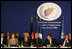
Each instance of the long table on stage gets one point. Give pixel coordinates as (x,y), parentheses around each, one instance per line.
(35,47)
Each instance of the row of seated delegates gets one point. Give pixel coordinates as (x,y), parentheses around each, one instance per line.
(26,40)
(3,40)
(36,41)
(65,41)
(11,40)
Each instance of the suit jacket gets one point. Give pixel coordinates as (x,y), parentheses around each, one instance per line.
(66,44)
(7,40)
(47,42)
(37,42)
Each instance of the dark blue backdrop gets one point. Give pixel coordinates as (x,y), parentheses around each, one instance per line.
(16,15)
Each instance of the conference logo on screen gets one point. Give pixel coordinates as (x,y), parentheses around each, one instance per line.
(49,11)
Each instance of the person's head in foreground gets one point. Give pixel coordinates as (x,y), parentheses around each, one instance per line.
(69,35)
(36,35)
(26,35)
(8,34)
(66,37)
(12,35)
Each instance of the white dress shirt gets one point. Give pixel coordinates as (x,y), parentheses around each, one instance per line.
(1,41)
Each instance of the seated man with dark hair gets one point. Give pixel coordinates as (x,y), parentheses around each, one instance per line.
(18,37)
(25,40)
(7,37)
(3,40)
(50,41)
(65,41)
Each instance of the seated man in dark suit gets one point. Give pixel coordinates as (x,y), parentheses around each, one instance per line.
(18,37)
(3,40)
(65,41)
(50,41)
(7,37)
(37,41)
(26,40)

--

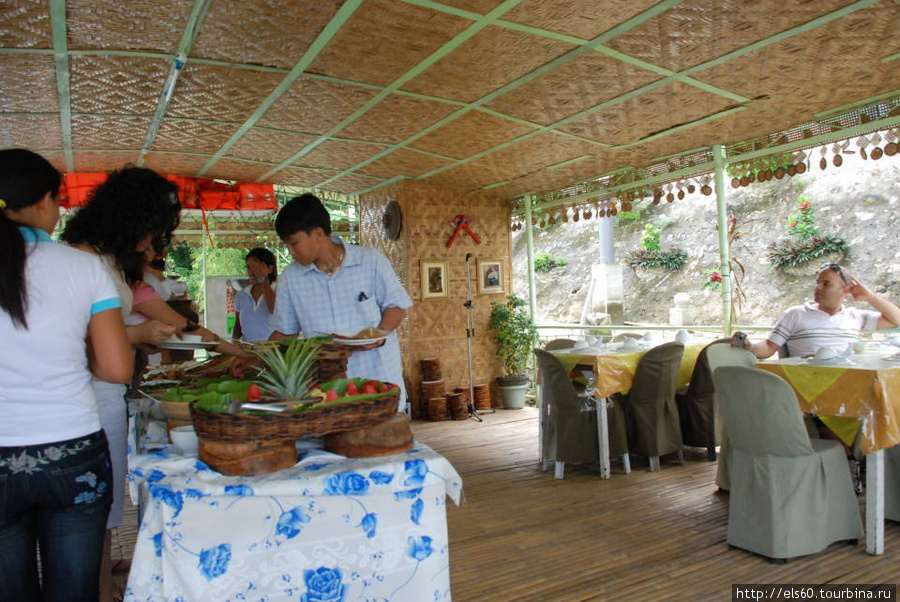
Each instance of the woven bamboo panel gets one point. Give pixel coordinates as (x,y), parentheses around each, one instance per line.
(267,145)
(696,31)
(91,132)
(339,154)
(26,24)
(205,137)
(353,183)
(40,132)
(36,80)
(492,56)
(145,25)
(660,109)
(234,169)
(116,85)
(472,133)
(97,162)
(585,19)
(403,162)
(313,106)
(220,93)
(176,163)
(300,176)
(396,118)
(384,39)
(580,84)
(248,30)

--

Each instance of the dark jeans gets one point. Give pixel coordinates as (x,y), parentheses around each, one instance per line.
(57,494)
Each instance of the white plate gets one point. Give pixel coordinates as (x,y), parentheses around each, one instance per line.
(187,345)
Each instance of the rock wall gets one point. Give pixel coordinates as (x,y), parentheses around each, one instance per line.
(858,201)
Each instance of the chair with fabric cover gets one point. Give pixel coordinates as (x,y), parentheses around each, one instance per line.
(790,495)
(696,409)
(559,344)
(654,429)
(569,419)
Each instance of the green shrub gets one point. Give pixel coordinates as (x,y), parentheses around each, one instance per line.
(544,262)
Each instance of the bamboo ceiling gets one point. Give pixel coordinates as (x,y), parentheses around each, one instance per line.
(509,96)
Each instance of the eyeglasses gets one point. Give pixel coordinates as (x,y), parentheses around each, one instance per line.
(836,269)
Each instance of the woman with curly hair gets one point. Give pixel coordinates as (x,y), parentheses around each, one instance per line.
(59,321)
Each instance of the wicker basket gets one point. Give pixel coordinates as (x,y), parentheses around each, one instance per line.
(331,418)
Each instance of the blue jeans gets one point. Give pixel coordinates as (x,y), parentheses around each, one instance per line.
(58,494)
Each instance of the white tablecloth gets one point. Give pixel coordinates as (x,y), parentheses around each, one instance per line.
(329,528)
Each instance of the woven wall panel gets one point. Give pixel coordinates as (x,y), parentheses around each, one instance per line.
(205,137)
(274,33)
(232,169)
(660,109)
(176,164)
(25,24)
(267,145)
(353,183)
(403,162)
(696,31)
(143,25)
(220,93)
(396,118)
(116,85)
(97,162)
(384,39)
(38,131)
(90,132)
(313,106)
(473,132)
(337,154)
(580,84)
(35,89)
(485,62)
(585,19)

> Written problem
Which lines of the records contain the word "bamboo"? Gather every such line and copy it in full, counting a match only when the case is the same.

> Output for this exercise
Each instance of the woven bamboo panel gets one point. Give pixel coordinates as (x,y), parentheses around each, one instance per line.
Each instance of the bamboo ceiling gets one point. Give pixel coordinates as (x,y), parentheses around each, one instance per line.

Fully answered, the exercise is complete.